> **EXERCISE**: Set down the data that follows, exactly and completely.

Stored dataset items
•••••
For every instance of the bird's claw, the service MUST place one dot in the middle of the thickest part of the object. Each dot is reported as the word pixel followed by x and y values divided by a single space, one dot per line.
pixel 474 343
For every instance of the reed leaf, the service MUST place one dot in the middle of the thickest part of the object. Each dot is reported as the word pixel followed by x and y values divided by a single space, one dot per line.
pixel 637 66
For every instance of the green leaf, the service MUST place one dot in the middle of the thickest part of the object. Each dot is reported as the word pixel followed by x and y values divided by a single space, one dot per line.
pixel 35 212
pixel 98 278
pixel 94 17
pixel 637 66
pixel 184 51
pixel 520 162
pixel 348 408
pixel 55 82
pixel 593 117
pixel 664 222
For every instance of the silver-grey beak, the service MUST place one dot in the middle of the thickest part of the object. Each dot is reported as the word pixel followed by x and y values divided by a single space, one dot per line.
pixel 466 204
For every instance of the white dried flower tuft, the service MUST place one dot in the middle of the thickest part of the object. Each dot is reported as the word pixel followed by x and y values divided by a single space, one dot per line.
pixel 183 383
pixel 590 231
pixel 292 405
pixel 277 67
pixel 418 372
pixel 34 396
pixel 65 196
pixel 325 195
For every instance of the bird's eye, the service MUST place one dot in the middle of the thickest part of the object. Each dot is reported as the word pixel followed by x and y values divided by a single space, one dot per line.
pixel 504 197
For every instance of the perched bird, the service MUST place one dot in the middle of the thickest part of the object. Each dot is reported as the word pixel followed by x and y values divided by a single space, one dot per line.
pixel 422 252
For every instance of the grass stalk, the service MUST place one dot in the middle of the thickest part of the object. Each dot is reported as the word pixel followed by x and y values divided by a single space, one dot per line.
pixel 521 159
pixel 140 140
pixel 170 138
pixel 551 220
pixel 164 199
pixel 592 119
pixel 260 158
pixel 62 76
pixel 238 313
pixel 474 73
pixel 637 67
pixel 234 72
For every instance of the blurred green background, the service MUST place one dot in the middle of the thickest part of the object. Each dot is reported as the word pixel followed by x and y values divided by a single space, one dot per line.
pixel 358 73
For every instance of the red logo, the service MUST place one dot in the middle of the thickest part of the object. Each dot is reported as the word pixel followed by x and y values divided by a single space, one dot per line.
•••••
> **SOLUTION FOR THIS TASK**:
For every instance of the bird's claw, the service MUST place one dot in the middle of the thickest part of the object. Each dot is reported as the word pixel followed by x and y values divided by a single space, one dot per line.
pixel 474 343
For every instance of the reed leaf, the service MUST place one dot in the middle of the thickest part of the object. Each dot is reported as the word pixel followed by x and y values divided by a single space, one dot per line.
pixel 637 66
For every instance of the green leaf, the service MUST place one dot in the middle of the thickest part of the object. Each dot is reported as the word pixel followed by x and y values divided by a single space, one dot per line.
pixel 35 212
pixel 98 278
pixel 94 17
pixel 637 66
pixel 184 51
pixel 520 162
pixel 348 408
pixel 55 82
pixel 593 117
pixel 664 222
For every instance of the silver-grey beak, the service MUST place one dot in the middle of the thickest part of the object. Each dot is reported as the word pixel followed by x and y values divided by a single space, one dot per line.
pixel 466 204
For every instance of the white dried flower tuft, the service MUST place one dot in the middle of the thickest part of the object. Each dot is reported as the word pixel followed by x and y values divided by a single space, one dot per line.
pixel 183 383
pixel 590 231
pixel 292 405
pixel 277 67
pixel 418 372
pixel 34 396
pixel 65 196
pixel 325 195
For every instance of the bird's eye, the service MUST place one dot in the middle of the thickest part of the object. Each dot is reported as the word pixel followed by x and y values divided by a single space, one dot per line.
pixel 504 197
For every instance of the perched bird, the service MUST place one dot in the middle of the thickest part of the object. Each dot is reported as the word pixel followed by x and y values divided by a single space, one dot per line.
pixel 422 252
For every instance of the grass stalk, the service MUST place one dot in the middle of the thickest part of the object. Each dot is reported as the word pixel followed by x and y values divided by a single space, one dot per line.
pixel 521 159
pixel 140 140
pixel 170 138
pixel 551 220
pixel 164 199
pixel 592 119
pixel 260 158
pixel 62 76
pixel 238 313
pixel 474 73
pixel 637 67
pixel 234 72
For every instance of the blurred green background, the service MUST place one dot in the middle of the thickest part of the object. Each dot is reported as the word pixel followed by x and y values divided by a single space, one dot per line.
pixel 358 73
For every instance of the red logo, the service MUST place one dot in the middle of the thickest part of the object. Each dot is reported as the word pixel followed by x and y values divided by a single space, one dot per line.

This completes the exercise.